AIM. Produce a verbatim transcription of the records below, beginning at the line containing "- **Query**: cooper's hawk" and ending at the final line; include only those lines.
%%
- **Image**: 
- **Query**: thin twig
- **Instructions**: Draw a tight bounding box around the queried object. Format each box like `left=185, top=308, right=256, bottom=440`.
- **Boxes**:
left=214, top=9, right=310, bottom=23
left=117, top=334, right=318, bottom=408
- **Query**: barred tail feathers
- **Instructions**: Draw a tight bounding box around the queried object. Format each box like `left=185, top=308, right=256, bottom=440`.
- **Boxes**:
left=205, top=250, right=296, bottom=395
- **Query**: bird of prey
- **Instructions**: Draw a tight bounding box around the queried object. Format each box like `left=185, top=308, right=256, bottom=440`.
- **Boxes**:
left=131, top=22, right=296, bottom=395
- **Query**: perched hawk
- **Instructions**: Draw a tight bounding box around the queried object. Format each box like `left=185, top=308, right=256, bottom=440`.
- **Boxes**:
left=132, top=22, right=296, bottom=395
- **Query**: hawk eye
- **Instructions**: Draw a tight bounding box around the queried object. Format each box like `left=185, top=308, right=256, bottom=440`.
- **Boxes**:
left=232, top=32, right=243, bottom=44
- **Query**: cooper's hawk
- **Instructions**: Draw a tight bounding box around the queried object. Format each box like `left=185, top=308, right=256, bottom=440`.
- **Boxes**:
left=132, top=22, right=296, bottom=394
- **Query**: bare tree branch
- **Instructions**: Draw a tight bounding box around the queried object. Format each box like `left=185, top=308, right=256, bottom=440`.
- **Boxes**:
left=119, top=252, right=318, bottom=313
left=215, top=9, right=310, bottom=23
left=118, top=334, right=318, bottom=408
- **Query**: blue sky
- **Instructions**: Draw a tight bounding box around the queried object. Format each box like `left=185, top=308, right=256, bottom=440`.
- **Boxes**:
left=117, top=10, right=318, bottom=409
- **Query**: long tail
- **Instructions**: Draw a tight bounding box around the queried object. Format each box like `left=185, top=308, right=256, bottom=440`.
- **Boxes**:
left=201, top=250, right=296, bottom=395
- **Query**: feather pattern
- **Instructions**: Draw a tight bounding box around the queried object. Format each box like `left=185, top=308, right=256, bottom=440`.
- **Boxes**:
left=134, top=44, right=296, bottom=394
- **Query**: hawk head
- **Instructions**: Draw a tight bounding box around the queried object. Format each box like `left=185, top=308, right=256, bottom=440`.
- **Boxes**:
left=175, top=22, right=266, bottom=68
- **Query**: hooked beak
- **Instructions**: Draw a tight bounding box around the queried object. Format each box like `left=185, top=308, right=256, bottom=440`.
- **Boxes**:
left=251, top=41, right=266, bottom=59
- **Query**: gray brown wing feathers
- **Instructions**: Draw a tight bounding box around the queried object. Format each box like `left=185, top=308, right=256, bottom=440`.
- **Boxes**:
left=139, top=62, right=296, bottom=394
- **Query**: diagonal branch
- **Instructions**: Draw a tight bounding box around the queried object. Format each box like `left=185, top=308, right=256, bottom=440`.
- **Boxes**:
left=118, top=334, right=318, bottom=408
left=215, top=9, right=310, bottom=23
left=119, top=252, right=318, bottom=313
%%
CORRECT OUTPUT.
- **Query**: cooper's hawk
- **Instructions**: Draw a tight bounding box around the queried object. Format each box like `left=185, top=308, right=256, bottom=440`.
- **Boxes**:
left=132, top=22, right=296, bottom=394
- **Query**: bare tree branch
- **Instructions**: Draw a tight bounding box around the queried object. Format each box like `left=185, top=308, right=256, bottom=440`.
- **Boxes**:
left=119, top=252, right=318, bottom=313
left=215, top=9, right=310, bottom=23
left=118, top=334, right=318, bottom=408
- **Query**: blue sky
- **Instructions**: Draw a tight bounding box around the queried object. Format each box like `left=185, top=308, right=256, bottom=440`.
- **Boxes**:
left=117, top=10, right=318, bottom=409
- **Query**: long tail
- **Instructions**: Draw a tight bounding box around the queried object. Format each box like `left=185, top=308, right=256, bottom=440`.
- **Boxes**:
left=201, top=250, right=296, bottom=395
- **Query**: feather pattern
- **Instructions**: Draw a tight bounding box around the queried object. Format each box like `left=185, top=308, right=256, bottom=440`.
- **Boxes**:
left=134, top=44, right=296, bottom=394
- **Query**: hawk head
- **Instructions**: Draw a tight bounding box around the queried object. Format each box like `left=185, top=308, right=256, bottom=440`.
- **Boxes**:
left=175, top=22, right=266, bottom=68
- **Query**: hooked beak
- **Instructions**: Draw a tight bounding box around the queried object. Format each box like `left=185, top=308, right=256, bottom=440`.
- **Boxes**:
left=251, top=41, right=266, bottom=59
- **Query**: gray brown wing feathers
- **Instructions**: Draw a tight bounding box around the queried object. Format each box like `left=185, top=308, right=256, bottom=440`.
- **Boxes**:
left=139, top=62, right=296, bottom=394
- **Query**: diagonal branch
- **Instructions**: Draw a tight bounding box around the queried object. Format each box like `left=185, top=308, right=256, bottom=440`.
- **Boxes**:
left=118, top=334, right=318, bottom=408
left=215, top=9, right=310, bottom=23
left=119, top=252, right=318, bottom=313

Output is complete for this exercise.